DATA UNDER STUDY:
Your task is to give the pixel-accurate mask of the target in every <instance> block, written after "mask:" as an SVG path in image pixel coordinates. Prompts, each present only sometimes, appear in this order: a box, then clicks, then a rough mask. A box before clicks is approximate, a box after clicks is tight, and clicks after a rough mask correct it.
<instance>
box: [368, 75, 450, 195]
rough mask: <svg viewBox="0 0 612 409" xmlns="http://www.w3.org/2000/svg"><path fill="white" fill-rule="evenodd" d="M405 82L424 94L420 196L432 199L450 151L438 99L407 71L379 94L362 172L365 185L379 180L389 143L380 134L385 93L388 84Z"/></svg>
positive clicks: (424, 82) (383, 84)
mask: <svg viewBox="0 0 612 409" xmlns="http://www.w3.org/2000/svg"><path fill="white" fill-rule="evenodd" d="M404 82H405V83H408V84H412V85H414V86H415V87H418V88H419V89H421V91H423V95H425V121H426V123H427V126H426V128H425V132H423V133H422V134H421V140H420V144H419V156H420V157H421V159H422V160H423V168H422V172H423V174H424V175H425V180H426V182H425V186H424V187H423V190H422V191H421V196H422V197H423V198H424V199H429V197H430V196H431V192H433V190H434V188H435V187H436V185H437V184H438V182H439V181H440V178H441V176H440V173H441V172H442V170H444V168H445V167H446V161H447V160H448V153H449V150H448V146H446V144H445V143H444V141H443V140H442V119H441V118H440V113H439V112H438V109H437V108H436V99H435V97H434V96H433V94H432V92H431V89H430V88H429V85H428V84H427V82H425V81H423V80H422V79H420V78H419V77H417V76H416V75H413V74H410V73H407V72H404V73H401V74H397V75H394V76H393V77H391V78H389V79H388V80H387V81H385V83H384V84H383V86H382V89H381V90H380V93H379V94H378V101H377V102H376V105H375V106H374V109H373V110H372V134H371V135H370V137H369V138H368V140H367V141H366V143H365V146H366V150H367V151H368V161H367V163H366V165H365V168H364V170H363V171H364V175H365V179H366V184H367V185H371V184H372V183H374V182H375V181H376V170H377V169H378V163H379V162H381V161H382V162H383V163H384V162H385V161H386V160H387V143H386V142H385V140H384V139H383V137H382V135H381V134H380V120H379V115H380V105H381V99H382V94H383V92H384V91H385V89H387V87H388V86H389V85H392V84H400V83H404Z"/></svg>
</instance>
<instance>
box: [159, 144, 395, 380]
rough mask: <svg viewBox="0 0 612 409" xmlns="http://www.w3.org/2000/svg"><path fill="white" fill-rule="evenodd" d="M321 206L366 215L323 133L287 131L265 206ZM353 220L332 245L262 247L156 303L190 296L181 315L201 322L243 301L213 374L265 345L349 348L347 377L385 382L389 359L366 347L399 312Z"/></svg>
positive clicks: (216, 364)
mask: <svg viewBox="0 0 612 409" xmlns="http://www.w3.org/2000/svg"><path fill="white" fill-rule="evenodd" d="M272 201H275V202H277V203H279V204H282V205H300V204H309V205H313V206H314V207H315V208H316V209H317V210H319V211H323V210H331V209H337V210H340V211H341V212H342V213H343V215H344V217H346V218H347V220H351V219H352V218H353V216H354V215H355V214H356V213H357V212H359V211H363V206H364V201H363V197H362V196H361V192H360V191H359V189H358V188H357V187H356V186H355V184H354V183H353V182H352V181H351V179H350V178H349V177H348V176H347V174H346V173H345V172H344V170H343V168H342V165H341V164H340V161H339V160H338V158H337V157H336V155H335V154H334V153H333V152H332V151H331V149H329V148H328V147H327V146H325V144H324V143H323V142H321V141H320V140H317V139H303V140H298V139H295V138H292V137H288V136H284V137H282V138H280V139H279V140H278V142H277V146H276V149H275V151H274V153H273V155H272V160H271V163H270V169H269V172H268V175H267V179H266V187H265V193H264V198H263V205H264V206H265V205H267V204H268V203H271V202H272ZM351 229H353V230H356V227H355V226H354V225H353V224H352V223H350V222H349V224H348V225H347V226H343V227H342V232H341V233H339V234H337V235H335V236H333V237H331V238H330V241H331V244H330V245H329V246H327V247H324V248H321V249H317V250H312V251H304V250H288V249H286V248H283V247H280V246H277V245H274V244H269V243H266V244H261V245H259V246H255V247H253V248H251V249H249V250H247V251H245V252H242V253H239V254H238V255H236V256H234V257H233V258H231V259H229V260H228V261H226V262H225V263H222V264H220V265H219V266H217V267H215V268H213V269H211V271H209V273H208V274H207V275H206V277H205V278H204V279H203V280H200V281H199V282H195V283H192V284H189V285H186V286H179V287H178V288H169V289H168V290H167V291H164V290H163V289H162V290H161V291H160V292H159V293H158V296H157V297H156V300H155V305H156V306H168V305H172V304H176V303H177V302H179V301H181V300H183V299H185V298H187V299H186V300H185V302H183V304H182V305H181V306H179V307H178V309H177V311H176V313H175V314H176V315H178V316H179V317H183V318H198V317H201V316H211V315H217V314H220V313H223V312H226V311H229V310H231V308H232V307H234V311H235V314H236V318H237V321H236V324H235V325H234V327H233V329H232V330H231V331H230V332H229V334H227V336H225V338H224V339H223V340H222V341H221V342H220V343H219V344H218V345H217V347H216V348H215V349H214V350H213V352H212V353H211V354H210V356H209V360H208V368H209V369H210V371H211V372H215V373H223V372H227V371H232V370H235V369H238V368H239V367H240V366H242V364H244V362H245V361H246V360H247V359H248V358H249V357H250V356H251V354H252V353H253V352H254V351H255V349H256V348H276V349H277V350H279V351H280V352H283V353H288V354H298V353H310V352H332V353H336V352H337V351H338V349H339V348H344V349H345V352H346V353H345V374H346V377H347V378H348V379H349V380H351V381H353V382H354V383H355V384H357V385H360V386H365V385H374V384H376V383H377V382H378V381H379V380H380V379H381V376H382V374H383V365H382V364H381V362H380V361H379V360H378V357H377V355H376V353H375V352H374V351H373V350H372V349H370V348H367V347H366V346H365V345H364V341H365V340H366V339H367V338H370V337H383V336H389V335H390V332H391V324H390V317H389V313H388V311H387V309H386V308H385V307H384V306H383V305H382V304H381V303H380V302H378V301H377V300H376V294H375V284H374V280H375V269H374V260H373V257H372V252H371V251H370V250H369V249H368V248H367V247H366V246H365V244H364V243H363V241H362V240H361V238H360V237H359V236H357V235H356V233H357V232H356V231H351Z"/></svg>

TASK ITEM:
Could you quote the material above in full, exactly as it stands?

EXPECTED ANSWER:
Your task is to give the pixel-accurate mask of the target in every <instance> block, written after "mask:" as an SVG path in image pixel coordinates. Prompts, each present only sometimes, appear in this order: a box, then clicks, then a rough mask. A box before clicks is approximate, a box after clicks is tight, and clicks after a rough mask correct it.
<instance>
box: [368, 75, 450, 195]
rough mask: <svg viewBox="0 0 612 409" xmlns="http://www.w3.org/2000/svg"><path fill="white" fill-rule="evenodd" d="M405 82L424 94L420 196L432 199L450 151L438 99L407 71L379 94L362 172L365 185L379 180L389 143L380 134L385 93L388 84Z"/></svg>
positive clicks: (424, 82) (383, 84)
mask: <svg viewBox="0 0 612 409" xmlns="http://www.w3.org/2000/svg"><path fill="white" fill-rule="evenodd" d="M404 82H405V83H408V84H412V85H414V86H415V87H418V88H419V89H421V91H423V95H425V121H426V123H427V126H426V128H425V132H423V133H422V134H421V140H420V144H419V156H420V157H421V159H422V160H423V168H422V172H423V174H424V175H425V180H426V182H425V186H424V187H423V190H422V191H421V196H422V197H423V198H424V199H429V197H430V196H431V192H433V190H434V188H435V187H436V185H437V184H438V182H439V181H440V178H441V176H440V173H441V172H442V170H444V168H445V167H446V161H447V160H448V153H449V150H448V146H446V144H445V143H444V141H443V140H442V119H441V118H440V113H439V112H438V109H437V108H436V99H435V97H434V96H433V94H432V92H431V89H430V88H429V85H428V84H427V82H425V81H423V80H422V79H420V78H419V77H417V76H416V75H413V74H410V73H407V72H404V73H401V74H397V75H394V76H393V77H391V78H389V79H388V80H387V81H385V83H384V84H383V86H382V89H381V90H380V93H379V94H378V101H377V102H376V105H375V106H374V109H373V110H372V134H371V135H370V137H369V138H368V140H367V141H366V143H365V146H366V150H367V151H368V161H367V163H366V165H365V168H364V170H363V171H364V175H365V179H366V184H367V185H371V184H372V183H374V182H375V181H376V170H377V169H378V163H379V162H381V161H382V162H383V163H384V162H385V161H386V160H387V143H386V142H385V140H384V139H383V137H382V135H381V134H380V120H379V115H380V105H381V99H382V94H383V92H384V91H385V89H387V87H388V86H389V85H392V84H400V83H404Z"/></svg>
</instance>
<instance>
box: [159, 144, 395, 380]
rough mask: <svg viewBox="0 0 612 409" xmlns="http://www.w3.org/2000/svg"><path fill="white" fill-rule="evenodd" d="M321 206L366 215L323 133L287 131L265 206ZM353 220L332 245L262 247L156 303L190 296L181 315L201 322L243 301L213 374L265 345L349 348L347 377L385 382L389 359L366 347L399 312Z"/></svg>
positive clicks: (216, 364)
mask: <svg viewBox="0 0 612 409" xmlns="http://www.w3.org/2000/svg"><path fill="white" fill-rule="evenodd" d="M272 201H275V202H277V203H279V204H282V205H300V204H309V205H313V206H314V207H315V208H316V209H317V210H319V211H323V210H331V209H337V210H340V211H341V212H342V213H343V215H344V217H346V218H347V220H351V219H352V218H353V216H354V215H355V214H356V213H357V212H359V211H363V206H364V201H363V197H362V196H361V192H360V191H359V189H358V188H357V187H356V186H355V184H354V183H353V182H352V181H351V179H350V178H349V177H348V176H347V174H346V173H345V172H344V170H343V168H342V165H341V164H340V161H339V160H338V158H337V157H336V155H335V154H334V153H333V152H332V151H331V149H329V148H328V147H327V146H325V144H324V143H323V142H321V141H320V140H317V139H303V140H298V139H295V138H292V137H288V136H284V137H282V138H280V139H279V140H278V142H277V146H276V149H275V151H274V153H273V155H272V160H271V163H270V169H269V172H268V175H267V179H266V187H265V193H264V198H263V205H264V206H265V205H267V204H268V203H271V202H272ZM351 229H353V230H356V227H355V226H354V225H353V224H352V223H350V222H349V224H348V225H347V226H343V227H342V232H341V233H339V234H337V235H335V236H333V237H331V238H330V241H331V244H330V245H329V246H327V247H324V248H321V249H317V250H312V251H304V250H288V249H286V248H283V247H280V246H277V245H274V244H269V243H266V244H261V245H259V246H255V247H253V248H251V249H249V250H247V251H245V252H242V253H239V254H238V255H236V256H234V257H233V258H231V259H229V260H228V261H226V262H225V263H222V264H220V265H219V266H217V267H215V268H213V269H211V271H209V273H208V274H207V275H206V277H205V278H204V279H203V280H200V281H199V282H195V283H192V284H189V285H186V286H179V287H178V288H169V289H168V290H167V291H164V290H163V289H162V290H161V291H160V292H159V293H158V296H157V297H156V300H155V305H156V306H168V305H172V304H176V303H177V302H179V301H181V300H183V299H185V298H187V299H186V300H185V302H183V304H182V305H181V306H179V307H178V309H177V311H176V313H175V314H176V315H178V316H179V317H183V318H198V317H201V316H211V315H217V314H220V313H223V312H226V311H229V310H231V308H232V307H234V311H235V314H236V318H237V321H236V324H235V325H234V327H233V329H232V330H231V331H230V332H229V334H227V336H225V338H224V339H223V340H222V341H221V342H220V343H219V344H218V345H217V347H216V348H215V349H214V350H213V352H212V353H211V354H210V356H209V360H208V368H209V369H210V371H211V372H215V373H223V372H227V371H232V370H235V369H238V368H239V367H240V366H242V364H244V362H245V361H246V360H247V359H248V358H249V357H250V356H251V354H252V353H253V352H254V351H255V349H256V348H276V349H277V350H279V351H280V352H283V353H288V354H298V353H310V352H332V353H336V352H337V351H338V349H339V348H344V349H345V352H346V353H345V374H346V377H347V378H348V379H349V380H351V381H353V382H354V383H355V384H357V385H360V386H365V385H374V384H376V383H377V382H378V381H379V380H380V379H381V376H382V374H383V365H382V364H381V362H380V361H379V360H378V357H377V355H376V353H375V352H374V351H373V350H372V349H370V348H367V347H366V346H365V345H364V341H365V340H366V339H367V338H370V337H383V336H389V335H390V332H391V324H390V317H389V313H388V311H387V309H386V308H385V307H384V306H383V305H382V304H381V303H380V302H378V301H377V300H376V294H375V284H374V280H375V269H374V260H373V257H372V252H371V251H370V250H369V249H368V248H367V247H366V246H365V244H364V243H363V241H362V240H361V238H360V237H359V236H357V235H356V233H357V232H356V231H351Z"/></svg>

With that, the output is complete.